start
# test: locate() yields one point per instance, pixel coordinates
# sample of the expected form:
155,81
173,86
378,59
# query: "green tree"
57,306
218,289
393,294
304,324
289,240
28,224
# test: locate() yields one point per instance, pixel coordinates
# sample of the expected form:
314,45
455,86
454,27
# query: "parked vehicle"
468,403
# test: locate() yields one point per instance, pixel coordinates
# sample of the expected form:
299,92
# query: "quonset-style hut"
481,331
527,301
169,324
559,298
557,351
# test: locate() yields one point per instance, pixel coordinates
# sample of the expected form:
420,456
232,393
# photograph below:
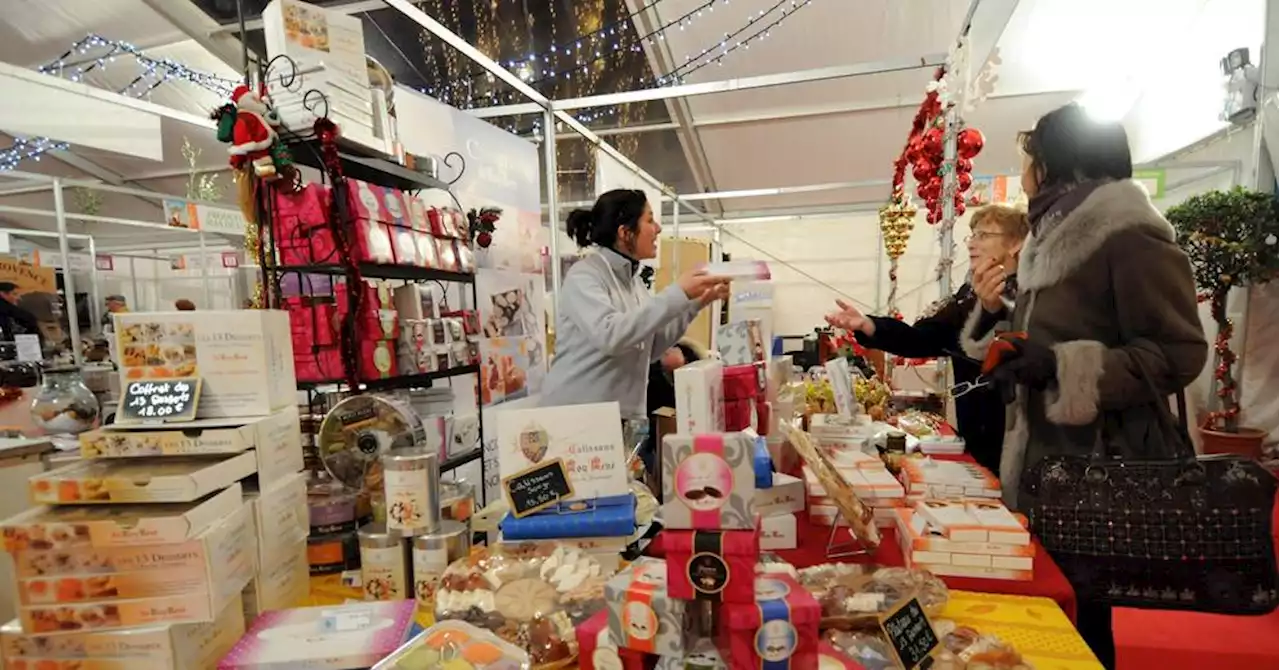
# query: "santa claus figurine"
254,133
end
*SHORT EXERCISE:*
Please quote all the rows above word for word, but leave out the picture.

*RESULT OF THIS TASK:*
# test: locate() yields one point per instance, pixel coordinates
# sample of the expected form:
155,81
173,86
378,59
# query: "green tree"
57,306
218,289
393,294
304,324
289,240
28,224
# test: locate() yields one point per instance, pixel coordinates
# sample of the expected form:
314,45
455,86
454,27
# query: "parked vehicle"
468,403
# test: locate() yields one point per instance, pixel coordinates
# sample of the expected form:
299,92
# query: "quonset-style hut"
481,331
527,301
169,324
559,298
557,351
# test: locate() yields one point per instance, pixel coordinates
# sample of the expected form:
420,456
232,393
# photograph below:
# query: "santa claus figurine"
254,133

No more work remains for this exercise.